**Passage provided**
Train your kids to do homework without arguing! May 14, 2007Posted by edukfun in add, adhd, attention deficit hyperactivity disorder, attention training, challenged, children, concentration, discipline, education, ld, learning disability, parenting, school, underachieve, video games.
This article will, hopefully, shed some light on why homework may be necessary and provide you with some tools to motivate your kids to knuckle-down and get the job done. Without threats or bribes. Eventually.
Sometimes kids, especially kids with attentional issues or a learning disability, just won’t do homework.
It’s a national issue here in the U.S. Homework is supposed to facilitate mastery of new information and skills; all too often it becomes a focal point for power struggles at home. Many teachers have given up assigning much or even any homework, secure in the knowledge that fewer than 25% (made up statistic) of their students will actually follow through. Some parents, pressed to find any quality time with their kids, also want homework loads to be reduced or eliminated.
What good is homework, anyway?
After all, if homework isn’t good for anything then we should definitely eliminate it. The good (and bad) news is that when homework is appropriately assigned, it is vital for learning and development. Here are a few benefits of appropriate homework.
- Skill Mastery. New skills, especially in math and critical thinking, require practice to achieve mastery. There is not normally enough time during the school day for students to obtain all the practice they need. Once they “get it” in the classroom, they need independent practice to cement new learning.
- Supplementary Skill Development. Some skills that are taught in school are vital for real life, but are not part of the official curriculum. Internet research or practicing a speech (without peer commentary) are valuable skills that aren’t always practical or possible to spend time on during the school day.
- Self-Discipline. This is a vital skill for all students and especially for those with Attention Deficit Hyperactivity Disorder (ADHD or ADD) or learning disabilities. Students simply must learn how to manage their time, work on their own, and accomplish lengthy, multi-step projects. Getting their homework done and on time is a great tool to practice this skill set.
Let’s make this perfectly clear: if a child does not obtain the self-discipline to complete homework consistently and on time, that child will struggle in their adult life.
Why don’t kids want to do their homework?

**Data segment**

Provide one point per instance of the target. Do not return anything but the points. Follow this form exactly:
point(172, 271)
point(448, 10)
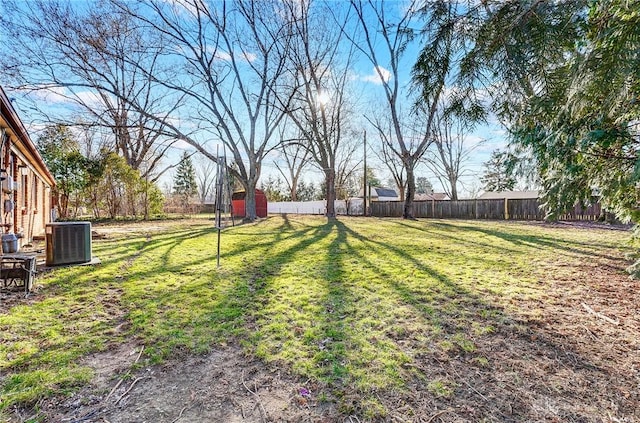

**What needs to be done**
Which two areas does the homework article name as ones where new skills especially need practice?

**Task answer**
Math and critical thinking.